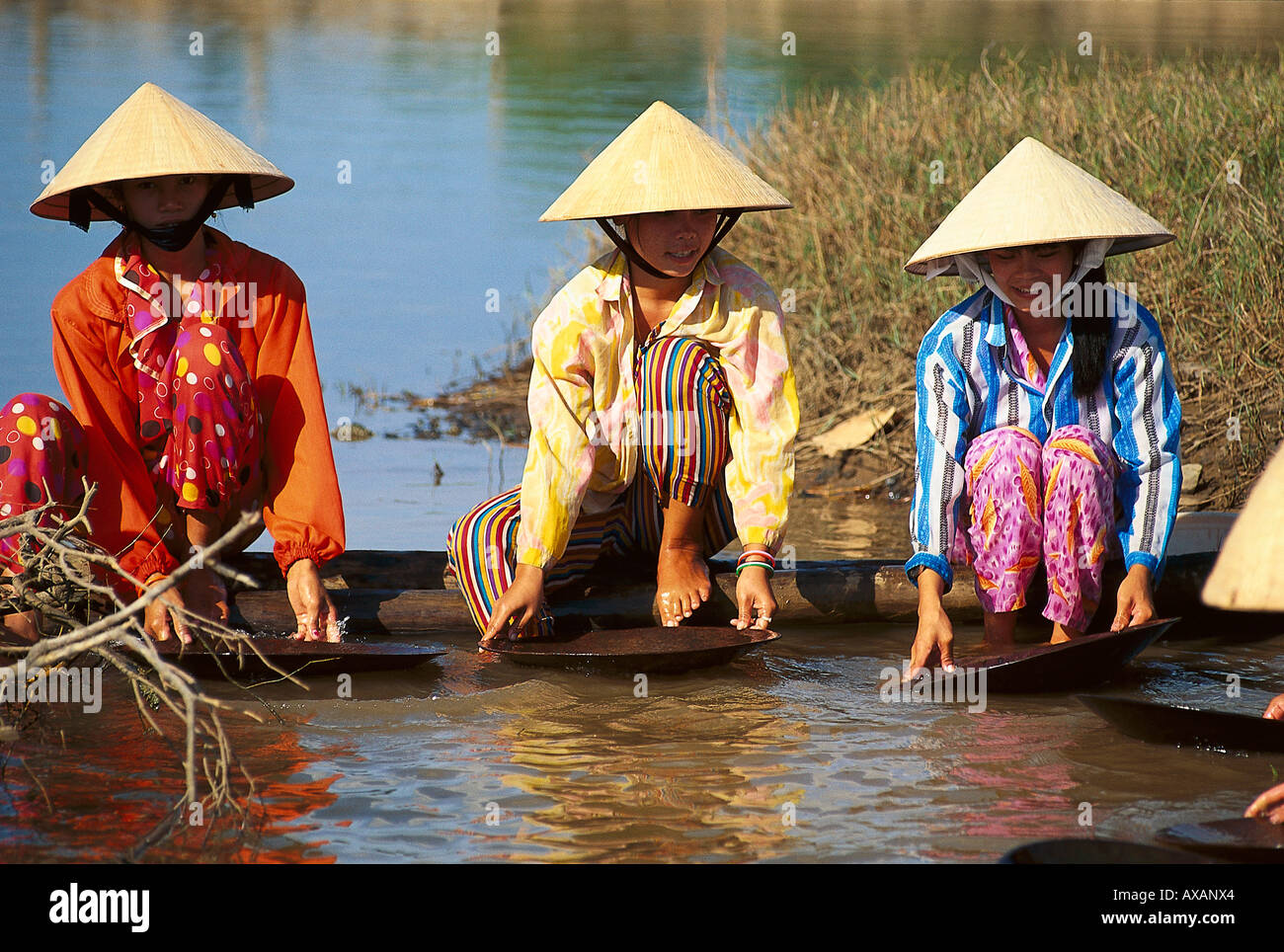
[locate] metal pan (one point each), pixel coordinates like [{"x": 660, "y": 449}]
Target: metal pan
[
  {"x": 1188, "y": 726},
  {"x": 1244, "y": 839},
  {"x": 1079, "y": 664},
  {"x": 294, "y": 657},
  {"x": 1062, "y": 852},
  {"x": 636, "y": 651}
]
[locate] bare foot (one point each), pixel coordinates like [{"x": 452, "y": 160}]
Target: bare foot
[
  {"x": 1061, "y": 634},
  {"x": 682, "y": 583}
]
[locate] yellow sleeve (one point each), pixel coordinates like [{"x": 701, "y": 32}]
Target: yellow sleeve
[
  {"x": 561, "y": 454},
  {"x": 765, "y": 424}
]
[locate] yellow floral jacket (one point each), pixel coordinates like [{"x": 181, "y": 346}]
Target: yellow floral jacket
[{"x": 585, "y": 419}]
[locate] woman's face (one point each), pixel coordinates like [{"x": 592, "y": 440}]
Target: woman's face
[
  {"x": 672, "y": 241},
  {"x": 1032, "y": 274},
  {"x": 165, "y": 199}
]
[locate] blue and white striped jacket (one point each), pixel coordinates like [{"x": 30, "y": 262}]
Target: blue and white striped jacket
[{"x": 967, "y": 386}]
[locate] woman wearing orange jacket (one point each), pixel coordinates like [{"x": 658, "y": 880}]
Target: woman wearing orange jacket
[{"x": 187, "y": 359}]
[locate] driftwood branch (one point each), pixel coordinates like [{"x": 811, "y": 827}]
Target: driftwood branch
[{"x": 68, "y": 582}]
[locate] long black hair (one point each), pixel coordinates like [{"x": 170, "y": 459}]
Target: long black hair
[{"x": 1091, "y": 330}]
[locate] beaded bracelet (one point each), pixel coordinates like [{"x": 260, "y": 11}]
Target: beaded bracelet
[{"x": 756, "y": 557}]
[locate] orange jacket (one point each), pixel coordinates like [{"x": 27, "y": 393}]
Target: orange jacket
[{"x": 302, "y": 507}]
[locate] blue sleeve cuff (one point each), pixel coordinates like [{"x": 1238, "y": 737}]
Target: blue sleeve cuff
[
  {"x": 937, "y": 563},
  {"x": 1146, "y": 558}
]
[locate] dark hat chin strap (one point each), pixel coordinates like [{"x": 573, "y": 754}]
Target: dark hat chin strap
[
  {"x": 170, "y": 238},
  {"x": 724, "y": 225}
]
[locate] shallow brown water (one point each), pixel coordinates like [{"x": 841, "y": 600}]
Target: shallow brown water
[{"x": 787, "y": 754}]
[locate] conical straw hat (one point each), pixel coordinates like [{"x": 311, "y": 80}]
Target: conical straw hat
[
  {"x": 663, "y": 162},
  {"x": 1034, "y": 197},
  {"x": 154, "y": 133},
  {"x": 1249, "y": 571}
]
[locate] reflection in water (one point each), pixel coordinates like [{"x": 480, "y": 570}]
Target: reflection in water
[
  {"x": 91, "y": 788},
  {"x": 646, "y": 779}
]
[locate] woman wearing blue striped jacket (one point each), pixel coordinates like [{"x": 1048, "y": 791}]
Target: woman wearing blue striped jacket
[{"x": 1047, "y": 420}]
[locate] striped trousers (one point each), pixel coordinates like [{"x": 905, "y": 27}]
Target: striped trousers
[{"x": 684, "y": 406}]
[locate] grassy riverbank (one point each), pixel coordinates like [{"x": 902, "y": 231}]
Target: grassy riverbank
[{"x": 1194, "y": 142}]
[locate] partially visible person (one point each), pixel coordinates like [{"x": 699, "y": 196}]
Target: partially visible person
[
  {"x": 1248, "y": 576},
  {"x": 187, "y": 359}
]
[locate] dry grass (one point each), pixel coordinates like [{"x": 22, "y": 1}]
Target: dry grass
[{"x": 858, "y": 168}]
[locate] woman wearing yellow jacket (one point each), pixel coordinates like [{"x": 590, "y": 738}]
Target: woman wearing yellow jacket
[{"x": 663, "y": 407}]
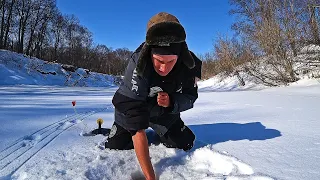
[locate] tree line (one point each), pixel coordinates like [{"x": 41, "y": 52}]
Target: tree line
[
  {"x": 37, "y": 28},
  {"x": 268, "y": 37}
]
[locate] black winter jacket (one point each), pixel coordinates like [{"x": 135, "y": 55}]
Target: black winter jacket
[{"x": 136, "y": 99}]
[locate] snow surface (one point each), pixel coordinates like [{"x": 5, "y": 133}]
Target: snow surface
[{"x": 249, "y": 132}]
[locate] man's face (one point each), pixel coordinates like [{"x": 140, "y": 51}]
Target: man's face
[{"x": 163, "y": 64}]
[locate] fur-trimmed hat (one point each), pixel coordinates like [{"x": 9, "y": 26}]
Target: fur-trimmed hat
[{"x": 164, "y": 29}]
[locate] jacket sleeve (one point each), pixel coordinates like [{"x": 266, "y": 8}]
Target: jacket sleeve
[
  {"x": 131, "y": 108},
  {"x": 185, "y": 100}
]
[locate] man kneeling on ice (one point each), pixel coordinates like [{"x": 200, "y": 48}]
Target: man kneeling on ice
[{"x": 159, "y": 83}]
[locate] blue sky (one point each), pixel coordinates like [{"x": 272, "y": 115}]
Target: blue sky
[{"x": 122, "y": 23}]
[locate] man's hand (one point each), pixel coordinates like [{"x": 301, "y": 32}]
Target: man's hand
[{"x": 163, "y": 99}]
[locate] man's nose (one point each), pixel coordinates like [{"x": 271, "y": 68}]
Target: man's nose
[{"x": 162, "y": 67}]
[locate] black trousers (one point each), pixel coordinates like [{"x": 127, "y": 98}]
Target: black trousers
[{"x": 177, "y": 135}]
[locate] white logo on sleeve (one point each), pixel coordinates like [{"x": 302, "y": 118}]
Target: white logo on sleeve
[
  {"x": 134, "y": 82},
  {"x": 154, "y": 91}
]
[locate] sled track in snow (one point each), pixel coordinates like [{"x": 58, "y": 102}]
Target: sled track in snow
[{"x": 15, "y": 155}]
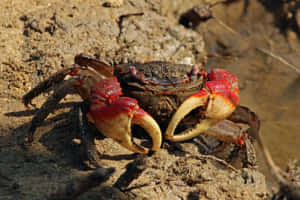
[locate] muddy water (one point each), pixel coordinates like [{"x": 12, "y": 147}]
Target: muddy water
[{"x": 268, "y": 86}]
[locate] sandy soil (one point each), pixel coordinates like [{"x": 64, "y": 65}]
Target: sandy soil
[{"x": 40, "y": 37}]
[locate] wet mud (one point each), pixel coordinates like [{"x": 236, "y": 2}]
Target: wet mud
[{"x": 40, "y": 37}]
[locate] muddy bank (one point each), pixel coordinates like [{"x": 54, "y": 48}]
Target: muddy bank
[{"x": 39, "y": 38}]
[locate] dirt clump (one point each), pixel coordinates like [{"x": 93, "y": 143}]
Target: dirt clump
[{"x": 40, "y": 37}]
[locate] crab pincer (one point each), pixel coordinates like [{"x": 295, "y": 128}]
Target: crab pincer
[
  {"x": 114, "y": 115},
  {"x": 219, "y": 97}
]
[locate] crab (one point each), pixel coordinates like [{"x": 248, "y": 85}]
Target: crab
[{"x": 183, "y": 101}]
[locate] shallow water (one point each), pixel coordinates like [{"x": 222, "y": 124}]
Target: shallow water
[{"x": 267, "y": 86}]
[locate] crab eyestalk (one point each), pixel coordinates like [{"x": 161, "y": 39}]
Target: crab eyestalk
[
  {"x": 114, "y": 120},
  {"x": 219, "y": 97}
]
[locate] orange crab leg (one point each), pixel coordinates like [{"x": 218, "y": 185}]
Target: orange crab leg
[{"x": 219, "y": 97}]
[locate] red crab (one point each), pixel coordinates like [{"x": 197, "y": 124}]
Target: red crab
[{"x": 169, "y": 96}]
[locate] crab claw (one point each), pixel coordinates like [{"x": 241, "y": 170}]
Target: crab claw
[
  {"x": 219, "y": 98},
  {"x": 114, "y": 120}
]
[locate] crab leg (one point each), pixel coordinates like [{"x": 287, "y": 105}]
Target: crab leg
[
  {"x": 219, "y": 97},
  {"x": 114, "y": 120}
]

--------

[TASK TO COMPLETE] The output should be exactly the lines above from the line containing "[locate] woman wearing blue" to the line containing "[locate] partially visible", inclusive, with no other lines.

[ANSWER BOX]
[locate] woman wearing blue striped jacket (one point each), pixel coordinates like [{"x": 1048, "y": 791}]
Target: woman wearing blue striped jacket
[{"x": 1047, "y": 420}]
[locate] striped trousers (one point each), pixel coordinates like [{"x": 905, "y": 27}]
Target: striped trousers
[{"x": 684, "y": 406}]
[locate] grassy riverbank (one point each), pixel coordinates like [{"x": 902, "y": 231}]
Target: grassy riverbank
[{"x": 1194, "y": 142}]
[locate] partially visible person (one point each), pixel coordinates like [{"x": 699, "y": 196}]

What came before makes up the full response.